▶ **What you are asked to do**
Every line of the data below is to be retyped exactly.
_ _ _ _
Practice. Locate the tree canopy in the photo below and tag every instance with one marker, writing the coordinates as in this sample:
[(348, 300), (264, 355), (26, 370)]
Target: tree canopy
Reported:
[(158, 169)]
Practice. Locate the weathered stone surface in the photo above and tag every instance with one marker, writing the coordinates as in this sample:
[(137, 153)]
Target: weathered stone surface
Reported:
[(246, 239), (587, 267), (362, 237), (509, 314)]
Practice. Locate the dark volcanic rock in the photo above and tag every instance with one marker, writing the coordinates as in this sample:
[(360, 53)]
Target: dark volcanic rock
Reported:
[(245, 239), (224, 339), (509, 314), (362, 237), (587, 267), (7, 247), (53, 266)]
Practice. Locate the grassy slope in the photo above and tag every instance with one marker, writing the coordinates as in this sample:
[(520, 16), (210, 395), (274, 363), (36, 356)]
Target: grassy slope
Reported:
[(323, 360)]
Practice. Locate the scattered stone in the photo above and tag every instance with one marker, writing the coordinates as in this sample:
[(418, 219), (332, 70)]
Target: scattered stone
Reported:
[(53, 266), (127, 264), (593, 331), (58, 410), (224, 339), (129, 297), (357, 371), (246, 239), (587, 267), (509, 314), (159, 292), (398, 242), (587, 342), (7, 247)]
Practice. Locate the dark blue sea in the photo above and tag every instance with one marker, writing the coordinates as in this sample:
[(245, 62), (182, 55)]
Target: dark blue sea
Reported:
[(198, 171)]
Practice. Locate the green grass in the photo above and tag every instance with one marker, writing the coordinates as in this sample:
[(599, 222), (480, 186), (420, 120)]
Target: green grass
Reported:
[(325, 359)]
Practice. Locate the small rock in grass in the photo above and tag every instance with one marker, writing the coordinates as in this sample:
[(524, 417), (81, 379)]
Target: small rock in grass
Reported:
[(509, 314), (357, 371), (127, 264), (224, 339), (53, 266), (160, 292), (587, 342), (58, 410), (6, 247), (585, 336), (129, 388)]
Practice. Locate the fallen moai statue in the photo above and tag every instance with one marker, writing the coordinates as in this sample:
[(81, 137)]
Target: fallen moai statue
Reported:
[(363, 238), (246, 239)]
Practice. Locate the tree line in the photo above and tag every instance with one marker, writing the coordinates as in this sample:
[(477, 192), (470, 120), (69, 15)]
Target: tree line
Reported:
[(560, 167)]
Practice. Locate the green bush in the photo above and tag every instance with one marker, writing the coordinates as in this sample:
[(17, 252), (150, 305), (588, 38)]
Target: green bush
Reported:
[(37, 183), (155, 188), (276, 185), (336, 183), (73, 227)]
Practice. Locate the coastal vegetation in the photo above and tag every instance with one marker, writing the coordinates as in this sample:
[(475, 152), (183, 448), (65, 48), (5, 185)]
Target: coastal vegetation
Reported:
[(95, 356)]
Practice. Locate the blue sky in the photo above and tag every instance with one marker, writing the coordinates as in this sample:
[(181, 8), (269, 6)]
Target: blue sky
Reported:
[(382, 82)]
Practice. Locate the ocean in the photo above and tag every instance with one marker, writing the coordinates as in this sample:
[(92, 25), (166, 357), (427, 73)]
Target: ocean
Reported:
_ _ _ _
▶ **Answer to this task**
Practice. Locate the tree canopy in the photo below and tag every instance with one marker, writing the coordinates as in this sample:
[(348, 300), (264, 355), (26, 370)]
Target: tree canopy
Reported:
[(158, 169)]
Practice. Locate the weathered stone surface in the photo above and tag every instance with one marker, writing the coordinates as in this sample:
[(137, 153)]
Target: weathered stone surface
Reported:
[(246, 239), (587, 267), (362, 237), (509, 314)]
Practice. Locate the dark volcanic rock in the photo above and tag every instance with one marker, writing the coordinates as in this sample:
[(360, 53)]
Target: dark volcanic rock
Reported:
[(245, 239), (224, 339), (509, 314), (362, 237), (587, 267), (7, 247), (53, 266)]
Practice. Locate the grassy slope in the photo above and tag every instance with one marker, writing the coordinates as in this sample:
[(520, 16), (210, 395), (274, 363), (36, 356)]
Target: grassy slope
Reported:
[(323, 360)]
Practice. Locate the scattered stone in the photo above and tag every instance with one marker, writing the coordinates as in this sample:
[(418, 219), (332, 70)]
Target: scattered stone
Reported:
[(53, 266), (127, 264), (593, 331), (58, 410), (224, 339), (129, 297), (357, 371), (246, 239), (587, 267), (509, 314), (159, 292), (398, 242), (587, 342), (7, 247)]
Practice. Locate the dark blue sea in the photo above and tag every instance with one marker, writing the coordinates as in this sample:
[(245, 62), (182, 55)]
Target: dark blue sea
Reported:
[(198, 171)]
Practice. Locate the green grass in the photo above and tag every instance with one marker, writing the coordinates as in this sample:
[(599, 222), (480, 186), (420, 120)]
Target: green grass
Reported:
[(325, 359)]
Practice. Locate the small rock in grass in the photo above and tag every instance with one marker, writing the coordinates as in this sample:
[(524, 417), (81, 379)]
Target: small rock in grass
Reported:
[(509, 314), (357, 371), (127, 264), (224, 339), (53, 266), (160, 292), (587, 342), (58, 410), (6, 247), (585, 336), (129, 388)]
Practice. Locate the fallen moai statue in the photo above and tag every instance with one marker, writing the coordinates as in this sample:
[(81, 137)]
Target: fallen moai statue
Reported:
[(363, 238), (246, 239)]
Practice. Locate the tree line in the photo above and tag every instance with one marker, writing the coordinates as in this sample:
[(477, 192), (470, 120), (69, 15)]
Target: tree line
Reported:
[(560, 167)]
Practice. Locate the green bush in the photo above and tag every instance with one marker, writing the coordinates as in this sample:
[(17, 252), (150, 305), (588, 38)]
Target: green bush
Reported:
[(37, 183), (155, 188), (276, 185), (336, 183), (73, 227)]
Practice. Locate the coastal vegetation in the photo above and tag every instance with one marker, writing the coordinates as in this sample:
[(475, 152), (183, 448), (65, 48), (5, 185)]
Target: coastal vegetation
Reported:
[(95, 356)]
Practice. Locate the blue sky in the photo above and tag every instance with one marker, writing the coordinates as in this sample:
[(181, 8), (269, 6)]
Target: blue sky
Reported:
[(382, 82)]
Practice. Locate the ocean in the photo above and tag every instance with one marker, writing the coordinates as in this sample:
[(92, 25), (166, 357), (427, 73)]
Target: ocean
Reported:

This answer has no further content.